Re: Microsoft Word as competition for LaTeX
- From: David Kastrup <dak@xxxxxxx>
- Date: Thu, 21 Aug 2008 12:36:19 +0200
rf10@xxxxxxxxxxxx (Robin Fairbairns) writes:
Luis Rivera <jlrn77@xxxxxxxxx> writes:
XML seems indeed to be the future.
you are in a maze of twisty little brackets, all alike...
Yes, that's the main problem for LaTeX alternatives. LaTeX is a
semiformal batch document description language intended for human
consumption.
XML is not intended for human consumption except in emergency
situations.
Given how small the market share for LaTeX-hiding systems like LyX is,
XML-based solutions do not seem to really cover the same niche as LaTeX
does nowadays.
Most people use LaTeX because they routinely want complete manual
control and a system that they can grow into rather than one that is
consistent.
It's like with bandoneons. Start with a small one-sided concertina.
It's light and fun and plays similar to a blues harp: different tones on
push and pull, and you basically can press several adjacent buttons at
once and get something akin to a sane chord. Now we want to have
accompaniment, so we add on the left hand bass buttons for the most
important bass notes. Then we want to be able to change keys, so we add
a second row. A few intermediate notes would be nice to have, we add
buttons for them. Now playing a melody on the left hand would be nice,
so we add buttons for more than just basic bass notes. If we want to
play counterpoint, we have to combine some notes on the left which are
only available on push together with some on the right which are only
available on pull. So we add some complimentary buttons. Now the thing
has become so heavy that switch bellows direction would seriously impair
our phrasing and play speed. So we add complimentary buttons giving us
more or less the complete tone set on either push or pull.
What we now have is a layered mess of thirty-something buttons on each
side that allow us, in the central range, to play arbitrary notes left
or right on push or pull. Except that the system is completely
different on the left and on the right, and completely different on push
and on pull. And that when you leave the central range, the
possibilities for left, right, push, pull all peter out in different
ways.

• **Set tasks**
1 - Retype the part of the post on LaTeX and XML that opens with the words containing "Yes, that's the" and closes with "situations.".
2 - According to the post on LaTeX and XML, why do most people use LaTeX?
3 - Carry on the post on LaTeX and XML from where it stops.

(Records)
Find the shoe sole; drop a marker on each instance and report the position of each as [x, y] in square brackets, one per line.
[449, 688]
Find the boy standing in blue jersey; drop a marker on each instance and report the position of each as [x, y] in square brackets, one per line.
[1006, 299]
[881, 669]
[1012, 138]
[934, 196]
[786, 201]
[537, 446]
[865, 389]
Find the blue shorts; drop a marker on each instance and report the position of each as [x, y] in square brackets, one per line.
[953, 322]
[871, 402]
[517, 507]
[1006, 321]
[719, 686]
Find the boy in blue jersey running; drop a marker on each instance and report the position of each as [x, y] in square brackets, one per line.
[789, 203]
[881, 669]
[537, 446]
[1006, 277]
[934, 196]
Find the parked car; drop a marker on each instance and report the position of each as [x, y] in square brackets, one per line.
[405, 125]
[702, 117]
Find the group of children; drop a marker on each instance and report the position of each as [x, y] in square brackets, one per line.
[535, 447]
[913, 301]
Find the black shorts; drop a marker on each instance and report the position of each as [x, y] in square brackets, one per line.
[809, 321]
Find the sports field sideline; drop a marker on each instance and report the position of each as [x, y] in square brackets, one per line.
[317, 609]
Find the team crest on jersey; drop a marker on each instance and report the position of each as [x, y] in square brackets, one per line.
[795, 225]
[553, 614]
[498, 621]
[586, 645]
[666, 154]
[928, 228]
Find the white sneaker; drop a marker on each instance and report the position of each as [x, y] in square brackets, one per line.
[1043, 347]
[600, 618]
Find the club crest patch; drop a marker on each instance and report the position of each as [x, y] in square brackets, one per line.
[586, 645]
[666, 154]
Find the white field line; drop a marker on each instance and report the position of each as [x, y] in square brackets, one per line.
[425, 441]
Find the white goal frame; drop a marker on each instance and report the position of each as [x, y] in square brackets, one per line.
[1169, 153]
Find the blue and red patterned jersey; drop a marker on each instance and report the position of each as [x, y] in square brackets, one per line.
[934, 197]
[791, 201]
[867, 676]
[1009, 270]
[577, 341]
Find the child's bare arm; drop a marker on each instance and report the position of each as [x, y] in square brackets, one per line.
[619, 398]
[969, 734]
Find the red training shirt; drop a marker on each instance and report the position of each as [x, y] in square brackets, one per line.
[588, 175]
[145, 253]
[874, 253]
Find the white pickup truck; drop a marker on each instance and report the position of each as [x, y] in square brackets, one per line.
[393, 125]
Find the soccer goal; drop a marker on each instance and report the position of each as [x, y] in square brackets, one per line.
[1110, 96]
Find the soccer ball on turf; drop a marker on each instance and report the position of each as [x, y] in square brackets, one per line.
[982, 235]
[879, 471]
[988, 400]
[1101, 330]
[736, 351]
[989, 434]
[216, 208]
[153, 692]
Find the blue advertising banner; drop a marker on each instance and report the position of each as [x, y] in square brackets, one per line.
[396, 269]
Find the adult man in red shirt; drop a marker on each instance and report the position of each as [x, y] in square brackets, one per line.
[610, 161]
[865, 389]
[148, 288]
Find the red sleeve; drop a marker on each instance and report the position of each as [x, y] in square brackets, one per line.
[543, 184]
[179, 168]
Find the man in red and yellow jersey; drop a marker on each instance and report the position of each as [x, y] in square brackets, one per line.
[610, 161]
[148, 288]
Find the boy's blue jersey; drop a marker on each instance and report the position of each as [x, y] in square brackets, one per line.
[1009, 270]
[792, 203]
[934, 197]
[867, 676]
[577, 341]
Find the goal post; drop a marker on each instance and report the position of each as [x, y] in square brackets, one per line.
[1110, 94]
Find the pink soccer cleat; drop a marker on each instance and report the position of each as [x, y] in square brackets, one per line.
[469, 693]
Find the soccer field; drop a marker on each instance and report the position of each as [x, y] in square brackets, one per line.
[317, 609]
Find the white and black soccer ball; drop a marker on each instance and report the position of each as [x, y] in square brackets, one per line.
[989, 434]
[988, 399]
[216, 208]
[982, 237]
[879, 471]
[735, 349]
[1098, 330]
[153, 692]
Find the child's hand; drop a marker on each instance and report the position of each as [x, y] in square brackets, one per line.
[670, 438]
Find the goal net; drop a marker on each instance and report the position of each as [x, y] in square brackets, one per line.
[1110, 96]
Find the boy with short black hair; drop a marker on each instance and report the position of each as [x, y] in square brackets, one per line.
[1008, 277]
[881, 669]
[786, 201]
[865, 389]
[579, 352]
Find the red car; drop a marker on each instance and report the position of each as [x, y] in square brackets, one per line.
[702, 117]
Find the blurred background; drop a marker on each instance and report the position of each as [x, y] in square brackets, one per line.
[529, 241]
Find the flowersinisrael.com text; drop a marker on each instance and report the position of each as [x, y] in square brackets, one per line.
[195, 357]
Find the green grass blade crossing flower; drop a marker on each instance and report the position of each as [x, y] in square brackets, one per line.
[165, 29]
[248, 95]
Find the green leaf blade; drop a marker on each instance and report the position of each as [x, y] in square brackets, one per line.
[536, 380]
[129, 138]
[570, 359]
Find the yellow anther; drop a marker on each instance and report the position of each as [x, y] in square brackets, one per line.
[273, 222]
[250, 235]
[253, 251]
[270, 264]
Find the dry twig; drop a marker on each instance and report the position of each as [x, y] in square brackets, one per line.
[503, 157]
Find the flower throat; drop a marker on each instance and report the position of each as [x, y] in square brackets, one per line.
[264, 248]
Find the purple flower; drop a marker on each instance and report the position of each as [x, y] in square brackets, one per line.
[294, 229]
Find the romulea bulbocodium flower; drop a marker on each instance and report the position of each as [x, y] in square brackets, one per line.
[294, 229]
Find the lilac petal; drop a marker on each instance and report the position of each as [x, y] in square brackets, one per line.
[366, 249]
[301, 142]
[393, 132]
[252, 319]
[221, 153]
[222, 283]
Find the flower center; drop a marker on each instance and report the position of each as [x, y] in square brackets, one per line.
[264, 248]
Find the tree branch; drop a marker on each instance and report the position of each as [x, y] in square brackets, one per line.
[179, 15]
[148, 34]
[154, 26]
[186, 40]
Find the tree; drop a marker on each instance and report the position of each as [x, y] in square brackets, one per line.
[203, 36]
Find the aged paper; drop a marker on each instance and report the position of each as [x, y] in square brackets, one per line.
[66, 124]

• **Results**
1 -
Yes, that's the main problem for LaTeX alternatives. LaTeX is a
semiformal batch document description language intended for human
consumption.
XML is not intended for human consumption except in emergency
situations.

2 - They routinely want complete manual control and a system they can grow into rather than one that is consistent.

3 -
And in the middle of all this mess of buttons, there is a small more or
less consistent and logical area left over from the original concertina
that would be usable for playing simple scales with simple
accompaniment. Except that the whole thing is too bulky to switch
between push and pull reasonably fluently, so this does not buy you all
too much.
Now instrument builders and newcomers say "scrap this, that's insane",
and you get to buy bandoneons with chromatic C or B system on both
sides. That's a logical arrangement of notes, same system left and
right, same notes on push and pull, completely consistent, known to
button accordionists.
No bandoneonist wanting to be taken seriously would let himself get
caught playing one of those toys.
plain TeX is like the concertina.
By the way: basically all high-profile bandoneon players play
instruments produced in the 1920s in Germany. The market for innovation
is basically closed. People can't be interested in anything but
Bandoneon-2e. Very strange.
Or something.
--
David Kastrup
.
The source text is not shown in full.